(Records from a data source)
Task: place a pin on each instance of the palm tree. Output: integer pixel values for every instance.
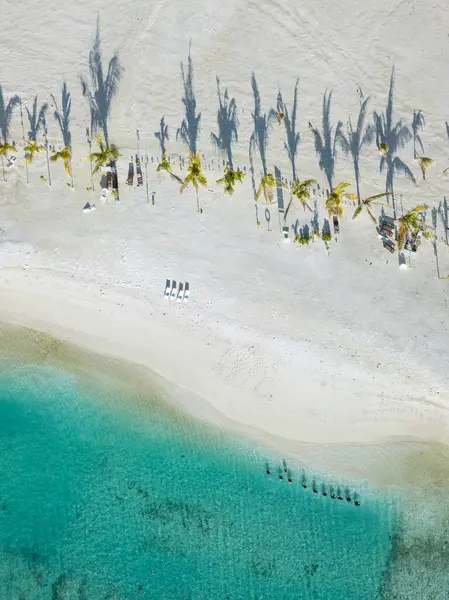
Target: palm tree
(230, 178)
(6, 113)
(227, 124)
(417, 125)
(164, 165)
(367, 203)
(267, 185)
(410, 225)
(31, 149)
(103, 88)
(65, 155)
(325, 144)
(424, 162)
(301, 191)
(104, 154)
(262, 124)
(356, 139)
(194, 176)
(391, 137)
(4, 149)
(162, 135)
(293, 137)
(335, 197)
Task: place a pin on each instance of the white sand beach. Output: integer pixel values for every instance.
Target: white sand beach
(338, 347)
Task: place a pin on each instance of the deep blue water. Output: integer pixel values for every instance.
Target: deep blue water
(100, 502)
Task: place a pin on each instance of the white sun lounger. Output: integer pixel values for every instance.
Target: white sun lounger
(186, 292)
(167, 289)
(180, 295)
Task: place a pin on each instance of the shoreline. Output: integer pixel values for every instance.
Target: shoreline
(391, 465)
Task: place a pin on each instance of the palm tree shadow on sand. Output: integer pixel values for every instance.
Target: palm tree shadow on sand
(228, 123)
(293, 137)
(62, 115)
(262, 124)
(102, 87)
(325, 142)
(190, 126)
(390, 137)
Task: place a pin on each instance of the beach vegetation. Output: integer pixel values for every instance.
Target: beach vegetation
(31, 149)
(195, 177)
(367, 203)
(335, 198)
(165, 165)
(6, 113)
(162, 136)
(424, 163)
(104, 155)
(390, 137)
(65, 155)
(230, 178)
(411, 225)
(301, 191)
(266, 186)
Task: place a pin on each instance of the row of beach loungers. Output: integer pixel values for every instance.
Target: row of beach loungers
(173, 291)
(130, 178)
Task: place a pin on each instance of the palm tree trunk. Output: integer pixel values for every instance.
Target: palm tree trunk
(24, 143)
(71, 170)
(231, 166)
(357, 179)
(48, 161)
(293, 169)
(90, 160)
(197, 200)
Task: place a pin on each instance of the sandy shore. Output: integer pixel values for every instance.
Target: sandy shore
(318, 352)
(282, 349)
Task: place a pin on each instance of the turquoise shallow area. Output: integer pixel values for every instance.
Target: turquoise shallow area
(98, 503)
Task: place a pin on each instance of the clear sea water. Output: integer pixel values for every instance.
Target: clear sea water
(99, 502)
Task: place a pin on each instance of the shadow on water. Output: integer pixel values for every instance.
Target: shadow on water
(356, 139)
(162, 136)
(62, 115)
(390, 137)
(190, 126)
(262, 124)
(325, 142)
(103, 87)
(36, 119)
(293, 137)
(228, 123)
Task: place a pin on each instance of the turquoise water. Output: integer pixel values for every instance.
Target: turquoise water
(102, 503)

...

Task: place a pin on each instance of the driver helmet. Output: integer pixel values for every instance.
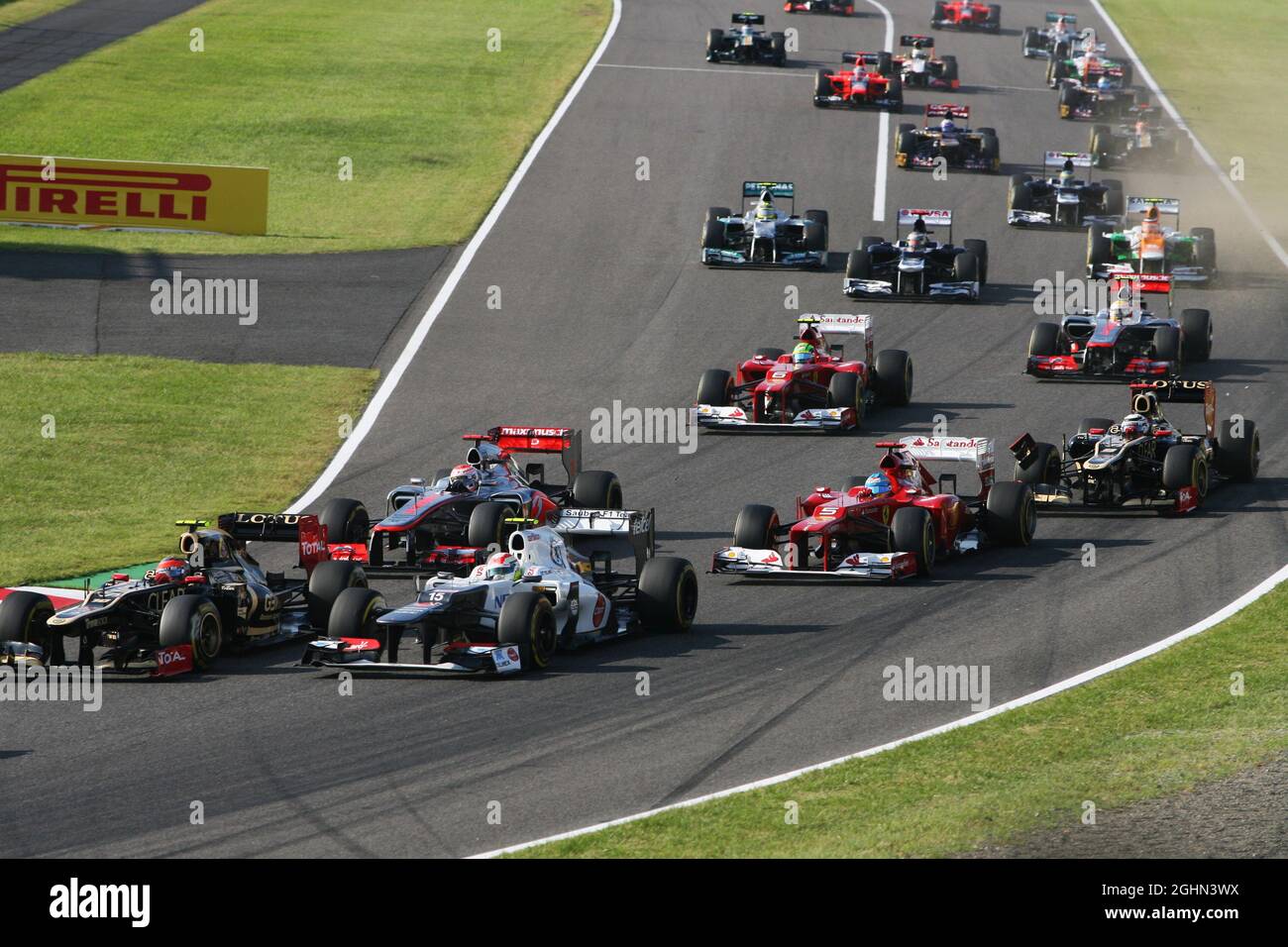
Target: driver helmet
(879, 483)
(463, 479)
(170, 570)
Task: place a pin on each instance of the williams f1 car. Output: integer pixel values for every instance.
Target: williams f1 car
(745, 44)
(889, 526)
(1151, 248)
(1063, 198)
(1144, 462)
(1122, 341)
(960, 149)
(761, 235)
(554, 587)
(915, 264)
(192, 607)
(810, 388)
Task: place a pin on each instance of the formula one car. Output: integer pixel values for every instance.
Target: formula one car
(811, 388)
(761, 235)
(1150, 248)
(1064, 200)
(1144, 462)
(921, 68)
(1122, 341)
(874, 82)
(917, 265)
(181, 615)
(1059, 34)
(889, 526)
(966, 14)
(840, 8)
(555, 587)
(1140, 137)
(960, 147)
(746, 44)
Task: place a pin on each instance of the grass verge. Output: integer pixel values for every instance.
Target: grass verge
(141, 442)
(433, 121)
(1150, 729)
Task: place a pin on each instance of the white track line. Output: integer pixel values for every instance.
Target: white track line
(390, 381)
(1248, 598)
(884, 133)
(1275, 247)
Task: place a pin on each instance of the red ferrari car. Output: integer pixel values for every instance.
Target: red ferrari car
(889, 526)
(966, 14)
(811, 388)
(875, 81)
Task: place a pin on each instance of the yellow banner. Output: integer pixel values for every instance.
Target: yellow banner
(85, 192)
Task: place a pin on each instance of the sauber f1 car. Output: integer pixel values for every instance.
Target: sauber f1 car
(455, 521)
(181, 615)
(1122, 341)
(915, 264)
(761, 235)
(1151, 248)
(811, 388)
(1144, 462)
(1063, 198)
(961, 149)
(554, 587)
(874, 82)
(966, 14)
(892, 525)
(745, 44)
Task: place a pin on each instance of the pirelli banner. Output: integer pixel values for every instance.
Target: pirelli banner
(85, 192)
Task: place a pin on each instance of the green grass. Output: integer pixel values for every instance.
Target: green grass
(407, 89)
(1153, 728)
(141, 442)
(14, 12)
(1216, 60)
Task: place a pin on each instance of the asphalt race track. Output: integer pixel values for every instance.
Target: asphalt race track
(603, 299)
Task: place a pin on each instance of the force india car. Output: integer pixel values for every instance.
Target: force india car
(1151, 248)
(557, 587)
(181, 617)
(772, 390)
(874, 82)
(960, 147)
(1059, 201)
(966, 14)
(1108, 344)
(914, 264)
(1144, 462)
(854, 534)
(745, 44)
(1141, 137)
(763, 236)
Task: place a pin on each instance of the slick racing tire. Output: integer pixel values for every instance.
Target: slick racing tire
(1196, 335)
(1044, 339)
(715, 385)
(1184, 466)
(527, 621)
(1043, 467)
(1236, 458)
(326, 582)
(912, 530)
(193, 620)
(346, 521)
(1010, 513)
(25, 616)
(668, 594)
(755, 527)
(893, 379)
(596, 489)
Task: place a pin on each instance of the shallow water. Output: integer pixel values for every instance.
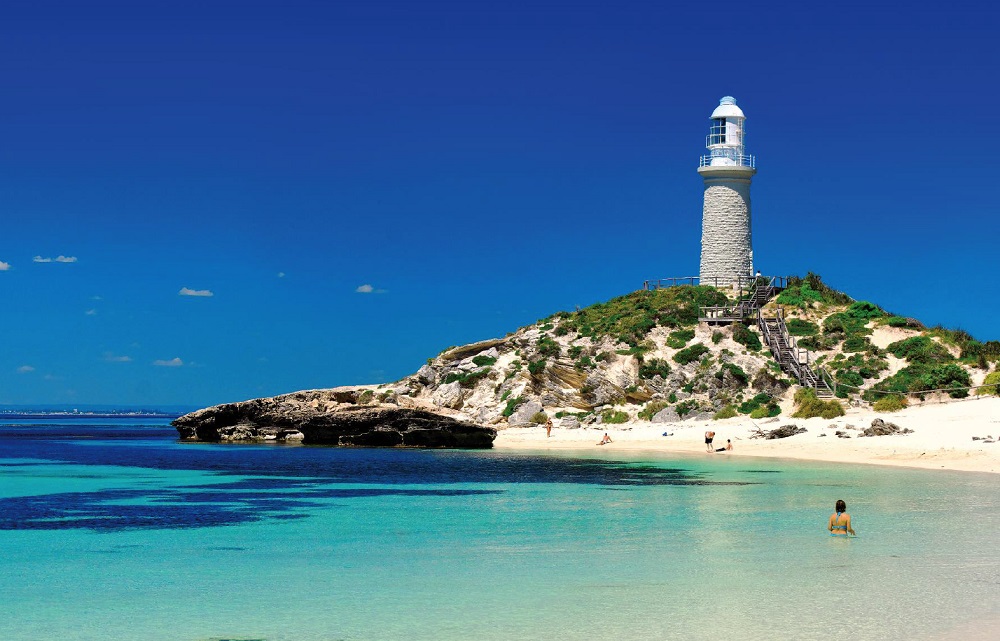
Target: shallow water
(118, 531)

---

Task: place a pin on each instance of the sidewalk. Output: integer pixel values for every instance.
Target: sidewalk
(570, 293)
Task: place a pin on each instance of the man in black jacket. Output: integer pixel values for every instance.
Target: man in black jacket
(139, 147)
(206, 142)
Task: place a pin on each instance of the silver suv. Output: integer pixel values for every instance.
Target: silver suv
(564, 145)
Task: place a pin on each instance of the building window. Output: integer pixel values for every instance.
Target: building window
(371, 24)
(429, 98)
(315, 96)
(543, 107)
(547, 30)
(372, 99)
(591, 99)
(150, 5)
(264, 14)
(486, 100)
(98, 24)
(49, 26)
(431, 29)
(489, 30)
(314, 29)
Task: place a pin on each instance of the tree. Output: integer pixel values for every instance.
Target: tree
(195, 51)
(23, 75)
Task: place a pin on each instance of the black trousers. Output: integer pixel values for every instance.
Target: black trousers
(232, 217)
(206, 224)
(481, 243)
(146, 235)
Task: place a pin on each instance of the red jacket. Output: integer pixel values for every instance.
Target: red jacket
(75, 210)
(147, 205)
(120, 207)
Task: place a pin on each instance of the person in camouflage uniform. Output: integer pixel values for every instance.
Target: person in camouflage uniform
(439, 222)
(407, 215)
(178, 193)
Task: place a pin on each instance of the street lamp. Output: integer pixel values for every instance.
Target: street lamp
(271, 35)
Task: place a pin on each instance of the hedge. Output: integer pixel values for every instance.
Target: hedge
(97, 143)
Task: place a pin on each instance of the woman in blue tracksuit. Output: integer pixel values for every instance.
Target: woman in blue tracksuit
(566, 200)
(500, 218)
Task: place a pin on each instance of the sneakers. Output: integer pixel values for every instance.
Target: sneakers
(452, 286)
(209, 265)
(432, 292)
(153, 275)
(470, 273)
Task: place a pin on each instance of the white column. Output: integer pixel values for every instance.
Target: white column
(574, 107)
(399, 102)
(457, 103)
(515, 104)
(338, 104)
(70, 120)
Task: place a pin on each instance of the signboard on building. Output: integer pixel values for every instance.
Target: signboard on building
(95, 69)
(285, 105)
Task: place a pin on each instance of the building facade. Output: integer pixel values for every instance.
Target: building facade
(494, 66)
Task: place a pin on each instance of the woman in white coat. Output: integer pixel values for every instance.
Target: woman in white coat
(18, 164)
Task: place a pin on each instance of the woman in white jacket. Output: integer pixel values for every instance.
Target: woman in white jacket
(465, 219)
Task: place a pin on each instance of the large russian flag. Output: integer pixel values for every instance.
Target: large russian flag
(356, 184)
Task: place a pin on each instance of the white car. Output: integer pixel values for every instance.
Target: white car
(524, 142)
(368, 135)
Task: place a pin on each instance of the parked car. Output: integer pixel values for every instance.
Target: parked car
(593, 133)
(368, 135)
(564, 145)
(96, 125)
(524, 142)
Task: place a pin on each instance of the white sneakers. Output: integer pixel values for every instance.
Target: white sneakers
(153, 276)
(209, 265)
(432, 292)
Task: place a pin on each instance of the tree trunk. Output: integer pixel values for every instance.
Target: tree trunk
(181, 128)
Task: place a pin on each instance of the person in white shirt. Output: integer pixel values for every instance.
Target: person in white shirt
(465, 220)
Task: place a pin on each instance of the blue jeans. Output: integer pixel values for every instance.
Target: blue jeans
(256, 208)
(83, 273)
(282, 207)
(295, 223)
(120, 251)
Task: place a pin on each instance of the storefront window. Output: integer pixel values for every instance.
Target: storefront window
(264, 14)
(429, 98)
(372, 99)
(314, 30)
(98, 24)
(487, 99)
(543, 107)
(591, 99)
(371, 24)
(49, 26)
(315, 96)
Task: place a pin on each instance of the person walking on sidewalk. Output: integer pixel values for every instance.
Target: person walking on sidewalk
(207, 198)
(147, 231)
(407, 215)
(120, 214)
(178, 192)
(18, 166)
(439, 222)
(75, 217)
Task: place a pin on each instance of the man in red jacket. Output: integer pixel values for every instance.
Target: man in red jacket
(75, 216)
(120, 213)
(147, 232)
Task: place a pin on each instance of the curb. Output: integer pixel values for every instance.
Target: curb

Problem to work on:
For each line above that includes "curb", copy the line.

Written response:
Task: place a pin on each instance of the curb. Output: integer pixel values for every instance.
Target: curb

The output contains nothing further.